- What is required
All lines from the line containing "Q: Locate the green" up to and including the last line of the listing below should be echoed exactly; no other lines belong in the response.

- Available data

========================

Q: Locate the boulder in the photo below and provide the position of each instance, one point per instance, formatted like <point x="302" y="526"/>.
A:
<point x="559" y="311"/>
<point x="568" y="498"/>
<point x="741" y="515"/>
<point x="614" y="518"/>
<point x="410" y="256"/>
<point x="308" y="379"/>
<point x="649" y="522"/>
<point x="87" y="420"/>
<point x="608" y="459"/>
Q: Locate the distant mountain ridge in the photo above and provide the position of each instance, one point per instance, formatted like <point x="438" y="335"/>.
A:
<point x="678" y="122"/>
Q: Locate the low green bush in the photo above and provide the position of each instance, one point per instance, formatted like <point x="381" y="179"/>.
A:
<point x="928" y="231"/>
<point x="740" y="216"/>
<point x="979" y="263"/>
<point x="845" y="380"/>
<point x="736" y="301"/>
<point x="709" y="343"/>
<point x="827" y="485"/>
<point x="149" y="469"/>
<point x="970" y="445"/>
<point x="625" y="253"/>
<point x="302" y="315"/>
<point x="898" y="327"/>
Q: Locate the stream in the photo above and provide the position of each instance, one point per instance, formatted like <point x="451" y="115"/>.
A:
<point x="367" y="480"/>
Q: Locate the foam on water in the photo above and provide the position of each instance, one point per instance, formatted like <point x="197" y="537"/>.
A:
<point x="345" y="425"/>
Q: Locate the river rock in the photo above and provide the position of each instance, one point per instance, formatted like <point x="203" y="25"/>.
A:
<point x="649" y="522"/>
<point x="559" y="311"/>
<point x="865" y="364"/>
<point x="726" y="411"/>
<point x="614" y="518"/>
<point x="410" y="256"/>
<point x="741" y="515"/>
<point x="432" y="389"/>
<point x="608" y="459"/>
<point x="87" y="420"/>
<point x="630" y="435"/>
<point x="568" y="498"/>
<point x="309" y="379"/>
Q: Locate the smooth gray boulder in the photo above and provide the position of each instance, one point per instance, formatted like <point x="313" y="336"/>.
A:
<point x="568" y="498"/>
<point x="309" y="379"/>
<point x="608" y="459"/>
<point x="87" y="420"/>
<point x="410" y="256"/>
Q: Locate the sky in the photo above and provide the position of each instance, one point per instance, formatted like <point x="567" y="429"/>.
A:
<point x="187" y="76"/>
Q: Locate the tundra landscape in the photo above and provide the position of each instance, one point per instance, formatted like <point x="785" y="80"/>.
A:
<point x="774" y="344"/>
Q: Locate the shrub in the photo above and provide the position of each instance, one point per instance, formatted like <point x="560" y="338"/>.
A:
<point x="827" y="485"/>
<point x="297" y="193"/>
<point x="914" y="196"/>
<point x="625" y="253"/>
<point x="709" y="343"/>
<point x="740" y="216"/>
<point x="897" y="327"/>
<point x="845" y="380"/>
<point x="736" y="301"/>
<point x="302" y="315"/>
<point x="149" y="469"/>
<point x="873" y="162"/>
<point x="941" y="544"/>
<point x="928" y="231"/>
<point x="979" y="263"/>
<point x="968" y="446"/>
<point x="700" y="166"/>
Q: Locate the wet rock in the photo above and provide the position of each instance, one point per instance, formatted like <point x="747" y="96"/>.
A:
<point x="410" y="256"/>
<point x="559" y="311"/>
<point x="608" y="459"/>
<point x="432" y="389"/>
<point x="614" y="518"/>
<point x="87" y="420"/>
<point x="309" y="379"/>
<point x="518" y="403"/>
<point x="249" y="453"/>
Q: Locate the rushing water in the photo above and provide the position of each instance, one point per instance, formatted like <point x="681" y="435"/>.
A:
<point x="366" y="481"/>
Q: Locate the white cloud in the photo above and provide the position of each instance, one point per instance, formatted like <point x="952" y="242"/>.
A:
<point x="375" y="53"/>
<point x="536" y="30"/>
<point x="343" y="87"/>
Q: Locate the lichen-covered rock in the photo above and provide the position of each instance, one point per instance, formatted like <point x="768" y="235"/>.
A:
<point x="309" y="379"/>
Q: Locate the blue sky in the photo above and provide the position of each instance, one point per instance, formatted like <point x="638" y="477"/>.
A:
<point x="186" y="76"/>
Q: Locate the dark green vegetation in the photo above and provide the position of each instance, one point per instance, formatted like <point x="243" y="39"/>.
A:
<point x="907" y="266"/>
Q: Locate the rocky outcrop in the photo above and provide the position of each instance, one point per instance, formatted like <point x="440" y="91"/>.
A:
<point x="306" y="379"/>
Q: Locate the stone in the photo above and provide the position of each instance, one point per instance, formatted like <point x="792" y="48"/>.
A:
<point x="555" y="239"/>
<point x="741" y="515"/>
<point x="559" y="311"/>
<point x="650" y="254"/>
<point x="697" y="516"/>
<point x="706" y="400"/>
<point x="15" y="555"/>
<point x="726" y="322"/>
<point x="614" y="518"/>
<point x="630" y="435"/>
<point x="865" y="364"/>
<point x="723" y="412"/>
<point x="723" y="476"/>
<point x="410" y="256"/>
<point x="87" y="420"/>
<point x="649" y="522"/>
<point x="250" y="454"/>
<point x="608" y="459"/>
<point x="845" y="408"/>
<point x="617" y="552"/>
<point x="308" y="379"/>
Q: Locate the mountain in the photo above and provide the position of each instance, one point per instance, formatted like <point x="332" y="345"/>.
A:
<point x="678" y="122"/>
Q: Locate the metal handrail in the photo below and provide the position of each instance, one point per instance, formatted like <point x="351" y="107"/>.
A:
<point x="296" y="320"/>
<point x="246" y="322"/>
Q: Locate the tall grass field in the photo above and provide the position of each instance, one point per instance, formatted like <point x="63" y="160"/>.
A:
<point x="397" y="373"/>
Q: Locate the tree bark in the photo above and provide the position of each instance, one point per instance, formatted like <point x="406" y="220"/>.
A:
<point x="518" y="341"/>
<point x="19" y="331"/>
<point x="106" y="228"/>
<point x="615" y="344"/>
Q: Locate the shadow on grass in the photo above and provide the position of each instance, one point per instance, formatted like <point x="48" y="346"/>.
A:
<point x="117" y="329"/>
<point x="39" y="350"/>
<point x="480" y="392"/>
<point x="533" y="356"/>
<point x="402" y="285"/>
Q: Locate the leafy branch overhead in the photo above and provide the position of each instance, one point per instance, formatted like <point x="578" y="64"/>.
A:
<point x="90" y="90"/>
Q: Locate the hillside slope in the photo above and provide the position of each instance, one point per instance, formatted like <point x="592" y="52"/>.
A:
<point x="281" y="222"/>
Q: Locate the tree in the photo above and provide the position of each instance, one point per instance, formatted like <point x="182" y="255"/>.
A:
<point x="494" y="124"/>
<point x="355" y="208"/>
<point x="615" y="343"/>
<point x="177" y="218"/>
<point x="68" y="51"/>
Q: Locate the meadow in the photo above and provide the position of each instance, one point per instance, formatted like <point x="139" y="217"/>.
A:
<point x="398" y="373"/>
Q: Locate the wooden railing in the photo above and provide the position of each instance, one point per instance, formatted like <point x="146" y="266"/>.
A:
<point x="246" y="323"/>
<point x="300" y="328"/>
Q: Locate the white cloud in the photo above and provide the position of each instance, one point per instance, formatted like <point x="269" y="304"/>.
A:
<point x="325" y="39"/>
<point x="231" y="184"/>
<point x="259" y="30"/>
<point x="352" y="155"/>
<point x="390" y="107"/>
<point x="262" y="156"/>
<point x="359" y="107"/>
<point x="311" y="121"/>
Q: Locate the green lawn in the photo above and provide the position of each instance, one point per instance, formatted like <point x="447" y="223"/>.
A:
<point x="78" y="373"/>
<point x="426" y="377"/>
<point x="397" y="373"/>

========================

- Solution for this exercise
Q: Locate the green lawn in the photo above and provide the position of each instance, one point per instance, formatted like <point x="447" y="223"/>.
A:
<point x="78" y="373"/>
<point x="426" y="377"/>
<point x="397" y="373"/>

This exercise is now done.